» EXERCISE
Only an exact repetition of all the entries will be accepted.

» Extracted records
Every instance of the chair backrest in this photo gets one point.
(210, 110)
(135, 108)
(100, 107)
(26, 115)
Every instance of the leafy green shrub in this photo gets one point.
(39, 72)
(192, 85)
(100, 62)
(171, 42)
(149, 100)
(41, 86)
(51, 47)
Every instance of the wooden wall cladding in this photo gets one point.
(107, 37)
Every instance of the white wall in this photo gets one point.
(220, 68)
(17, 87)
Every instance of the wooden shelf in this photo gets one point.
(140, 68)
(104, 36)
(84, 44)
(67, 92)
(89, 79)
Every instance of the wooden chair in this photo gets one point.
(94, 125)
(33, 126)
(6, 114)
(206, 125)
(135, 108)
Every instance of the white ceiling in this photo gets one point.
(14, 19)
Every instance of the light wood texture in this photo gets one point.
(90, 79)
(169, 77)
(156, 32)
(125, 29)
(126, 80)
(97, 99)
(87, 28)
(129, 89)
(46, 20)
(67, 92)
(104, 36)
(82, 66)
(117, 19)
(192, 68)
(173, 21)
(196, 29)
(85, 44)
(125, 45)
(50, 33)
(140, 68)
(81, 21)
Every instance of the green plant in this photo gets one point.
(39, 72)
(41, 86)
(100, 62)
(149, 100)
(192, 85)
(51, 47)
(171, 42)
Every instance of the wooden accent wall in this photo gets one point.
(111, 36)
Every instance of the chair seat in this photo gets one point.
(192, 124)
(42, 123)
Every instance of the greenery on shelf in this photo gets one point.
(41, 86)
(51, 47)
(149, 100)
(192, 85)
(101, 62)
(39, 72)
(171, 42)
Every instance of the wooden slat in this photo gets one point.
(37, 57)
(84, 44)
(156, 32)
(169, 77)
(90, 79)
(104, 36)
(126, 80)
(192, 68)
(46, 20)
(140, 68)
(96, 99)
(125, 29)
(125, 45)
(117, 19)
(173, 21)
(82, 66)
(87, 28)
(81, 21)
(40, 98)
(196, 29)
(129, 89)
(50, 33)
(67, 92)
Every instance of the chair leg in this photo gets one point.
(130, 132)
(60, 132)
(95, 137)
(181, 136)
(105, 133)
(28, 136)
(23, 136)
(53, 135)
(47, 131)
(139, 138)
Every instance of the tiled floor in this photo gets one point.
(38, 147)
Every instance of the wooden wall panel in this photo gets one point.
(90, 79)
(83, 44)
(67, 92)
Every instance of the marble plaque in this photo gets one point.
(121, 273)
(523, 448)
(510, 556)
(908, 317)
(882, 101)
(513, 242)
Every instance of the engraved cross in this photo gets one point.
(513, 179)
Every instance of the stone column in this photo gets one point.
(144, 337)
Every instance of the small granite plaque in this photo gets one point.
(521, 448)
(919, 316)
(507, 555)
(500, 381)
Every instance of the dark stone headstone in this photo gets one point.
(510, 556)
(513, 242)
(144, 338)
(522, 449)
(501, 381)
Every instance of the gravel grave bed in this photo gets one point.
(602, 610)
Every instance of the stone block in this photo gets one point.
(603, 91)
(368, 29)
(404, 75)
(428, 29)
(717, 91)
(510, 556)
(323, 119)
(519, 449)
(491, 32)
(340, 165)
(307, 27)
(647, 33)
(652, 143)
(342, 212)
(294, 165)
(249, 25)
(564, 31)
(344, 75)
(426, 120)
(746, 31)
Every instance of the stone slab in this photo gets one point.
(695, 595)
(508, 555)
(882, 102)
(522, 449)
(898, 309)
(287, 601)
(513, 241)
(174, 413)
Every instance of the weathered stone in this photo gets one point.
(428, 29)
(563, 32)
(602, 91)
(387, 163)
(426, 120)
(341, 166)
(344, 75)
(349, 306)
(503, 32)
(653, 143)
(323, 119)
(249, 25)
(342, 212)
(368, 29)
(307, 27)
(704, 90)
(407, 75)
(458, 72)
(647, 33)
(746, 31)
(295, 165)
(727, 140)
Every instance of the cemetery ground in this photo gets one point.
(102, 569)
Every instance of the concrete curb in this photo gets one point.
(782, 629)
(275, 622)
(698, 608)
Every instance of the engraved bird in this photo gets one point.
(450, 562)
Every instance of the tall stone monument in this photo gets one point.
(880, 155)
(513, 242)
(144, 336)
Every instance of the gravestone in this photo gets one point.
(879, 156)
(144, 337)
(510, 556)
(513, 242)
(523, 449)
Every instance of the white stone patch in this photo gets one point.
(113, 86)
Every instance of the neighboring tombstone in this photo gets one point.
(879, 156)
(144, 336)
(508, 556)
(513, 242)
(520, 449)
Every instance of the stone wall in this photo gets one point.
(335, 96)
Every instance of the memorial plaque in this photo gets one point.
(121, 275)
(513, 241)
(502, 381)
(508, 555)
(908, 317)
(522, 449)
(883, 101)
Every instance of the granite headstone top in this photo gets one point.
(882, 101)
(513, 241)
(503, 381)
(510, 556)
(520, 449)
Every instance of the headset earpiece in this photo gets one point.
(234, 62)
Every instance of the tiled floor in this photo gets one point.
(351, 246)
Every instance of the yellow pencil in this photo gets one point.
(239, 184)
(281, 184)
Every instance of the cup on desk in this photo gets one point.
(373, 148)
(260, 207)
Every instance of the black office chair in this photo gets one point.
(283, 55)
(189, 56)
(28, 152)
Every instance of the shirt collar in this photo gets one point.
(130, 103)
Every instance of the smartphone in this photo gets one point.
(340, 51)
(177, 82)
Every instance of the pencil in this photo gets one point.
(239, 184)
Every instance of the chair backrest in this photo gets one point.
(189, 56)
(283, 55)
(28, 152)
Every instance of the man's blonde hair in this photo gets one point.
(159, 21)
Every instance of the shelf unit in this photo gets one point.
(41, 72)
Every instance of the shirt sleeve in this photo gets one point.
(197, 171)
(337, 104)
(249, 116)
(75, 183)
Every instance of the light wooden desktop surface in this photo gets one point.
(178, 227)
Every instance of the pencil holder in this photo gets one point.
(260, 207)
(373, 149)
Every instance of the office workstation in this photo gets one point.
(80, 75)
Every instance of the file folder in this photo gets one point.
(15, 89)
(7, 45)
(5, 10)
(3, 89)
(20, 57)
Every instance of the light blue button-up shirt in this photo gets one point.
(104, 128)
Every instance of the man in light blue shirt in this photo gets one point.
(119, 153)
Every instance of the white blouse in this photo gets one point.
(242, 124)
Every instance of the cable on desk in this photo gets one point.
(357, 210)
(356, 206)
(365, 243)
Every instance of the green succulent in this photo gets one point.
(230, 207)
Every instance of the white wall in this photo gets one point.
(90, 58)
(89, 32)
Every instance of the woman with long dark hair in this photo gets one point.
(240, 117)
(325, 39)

» EXERCISE OUTPUT
Every instance of the chair backrest in this photo gets one point.
(210, 110)
(135, 108)
(100, 107)
(26, 115)
Every instance of the leafy green shrub in this photo gets one point.
(39, 72)
(192, 85)
(100, 62)
(171, 42)
(149, 100)
(41, 86)
(51, 47)
Every instance of the wooden wall cladding in this photo gets one point.
(107, 37)
Every instance of the white wall in this photo gets one point.
(220, 68)
(17, 87)
Every instance of the wooden shelf in this photo gets one point.
(140, 68)
(104, 36)
(84, 44)
(67, 92)
(89, 79)
Every instance of the wooden chair in this photo gets one point.
(94, 125)
(33, 126)
(6, 114)
(206, 125)
(135, 108)
Every instance of the white ceiling in this photo gets one point.
(14, 19)
Every instance of the light wood texture in this photo gets one point.
(90, 79)
(169, 77)
(156, 32)
(125, 29)
(126, 80)
(97, 99)
(87, 28)
(129, 89)
(46, 20)
(67, 92)
(104, 36)
(82, 66)
(117, 19)
(192, 68)
(173, 21)
(196, 29)
(85, 44)
(125, 45)
(50, 33)
(140, 68)
(81, 21)
Every instance of the green plant in this photo gets one point.
(39, 72)
(41, 86)
(100, 62)
(149, 100)
(192, 85)
(51, 47)
(171, 42)
Every instance of the wooden accent wall in this photo gets one point.
(111, 36)
Every instance of the chair seat in this photo gets one point.
(192, 124)
(42, 123)
Every instance of the greenery on shelf in this photo gets one point.
(41, 86)
(51, 47)
(149, 100)
(192, 85)
(101, 62)
(39, 72)
(171, 42)
Every instance of the wooden slat in this photo gets one point.
(37, 57)
(84, 44)
(156, 32)
(169, 77)
(90, 79)
(104, 36)
(126, 80)
(192, 68)
(46, 20)
(140, 68)
(96, 99)
(125, 29)
(125, 45)
(117, 19)
(173, 21)
(82, 66)
(87, 28)
(81, 21)
(40, 98)
(196, 29)
(129, 89)
(50, 33)
(67, 92)
Every instance of the chair leg in this photo gets one point.
(130, 132)
(60, 132)
(95, 137)
(181, 136)
(105, 133)
(28, 136)
(23, 136)
(53, 135)
(47, 131)
(139, 138)
Every instance of the tiled floor in this photo gets one point.
(38, 147)
Every instance of the wooden wall panel in this photo gets one point.
(90, 79)
(83, 44)
(67, 92)
Every instance of the marble plaque in this photo gets one point.
(121, 273)
(523, 448)
(510, 556)
(908, 317)
(882, 101)
(513, 242)
Every instance of the engraved cross in this photo gets one point.
(513, 179)
Every instance of the stone column in this photo gets one point.
(144, 337)
Every instance of the small granite plaque in this photo gets one point.
(521, 448)
(919, 316)
(507, 555)
(500, 381)
Every instance of the dark stone headstone in this photo gets one point.
(510, 556)
(513, 242)
(144, 338)
(522, 449)
(501, 381)
Every instance of the gravel grave bed in this photo gets one point.
(602, 610)
Every instance of the stone block in this photo gets one point.
(603, 91)
(368, 29)
(404, 75)
(428, 29)
(717, 91)
(510, 556)
(323, 119)
(519, 449)
(491, 32)
(340, 165)
(307, 27)
(647, 33)
(652, 143)
(342, 212)
(294, 165)
(249, 25)
(564, 31)
(344, 75)
(426, 120)
(746, 31)
Every instance of the stone slab in this photo gets one point.
(695, 595)
(508, 555)
(882, 102)
(522, 449)
(898, 309)
(287, 601)
(513, 241)
(174, 413)
Every instance of the weathered stone in this photo gets one point.
(428, 29)
(563, 32)
(602, 91)
(387, 163)
(426, 120)
(341, 166)
(344, 75)
(349, 306)
(503, 32)
(653, 143)
(323, 119)
(249, 25)
(342, 212)
(368, 29)
(307, 27)
(704, 90)
(407, 75)
(458, 72)
(647, 33)
(746, 31)
(295, 165)
(727, 140)
Every instance of the cemetery ground in this photo gets one point.
(102, 569)
Every instance of the concrete curb in this photo gets one point.
(782, 629)
(275, 622)
(698, 608)
Every instance of the engraved bird in this photo gets one point.
(450, 562)
Every instance of the tall stone monument in this photo gets one point.
(880, 155)
(513, 242)
(144, 336)
Every instance of the gravestone in this photo gets one point.
(879, 156)
(144, 337)
(510, 556)
(513, 242)
(523, 449)
Every instance of the white stone patch in this photo gets one point.
(113, 86)
Every instance of the neighboring tombstone in this photo gets one point.
(879, 156)
(144, 336)
(508, 556)
(513, 242)
(520, 449)
Every instance of the stone wall in this photo gets one point.
(335, 96)
Every instance of the memorial plaque in this photo gets one point.
(121, 275)
(513, 241)
(502, 381)
(508, 555)
(908, 317)
(522, 449)
(883, 101)
Every instance of the granite headstone top in this photo gets one point.
(882, 101)
(513, 241)
(503, 381)
(510, 556)
(520, 449)
Every instance of the headset earpiece in this photo gets one point.
(234, 62)
Every instance of the tiled floor in this photo gets one point.
(351, 246)
Every instance of the yellow pencil in this photo gets one point.
(239, 184)
(281, 184)
Every instance of the cup on desk in this photo gets one point.
(373, 148)
(260, 207)
Every instance of the black office chair in this photo gets one point.
(283, 55)
(189, 56)
(28, 152)
Every instance of the shirt collar in this photo gets one point.
(130, 103)
Every instance of the smartphone in this photo gets one point.
(340, 51)
(177, 82)
Every instance of the pencil in this photo gets one point.
(239, 184)
Every instance of the chair backrest in this photo gets one point.
(189, 56)
(283, 55)
(28, 152)
Every instance of the man's blonde hair in this photo gets one point.
(159, 21)
Every instance of the shelf unit in this photo gets one point.
(41, 72)
Every instance of the shirt sleeve in this photo gets one point.
(197, 171)
(337, 104)
(249, 116)
(75, 183)
Every instance of the light wooden desktop surface in this photo gets one point.
(178, 227)
Every instance of the pencil holder in this photo gets one point.
(260, 207)
(373, 149)
Every instance of the office workstation in this photo gets one point.
(80, 75)
Every instance of the file folder in this photo gets one point.
(15, 89)
(7, 45)
(5, 10)
(3, 89)
(20, 57)
Every instance of the light blue button-up shirt in this photo gets one point.
(104, 128)
Every instance of the man in light blue shirt in this photo gets one point.
(119, 153)
Every instance of the white blouse in this photo gets one point.
(242, 124)
Every instance of the cable on desk in this photo gets one point.
(357, 210)
(356, 206)
(365, 243)
Every instance of the green succulent in this photo gets one point.
(230, 207)
Every instance of the white wall in this photo gets one point.
(90, 58)
(89, 32)
Every instance of the woman with long dark hair in this photo gets one point.
(240, 117)
(325, 39)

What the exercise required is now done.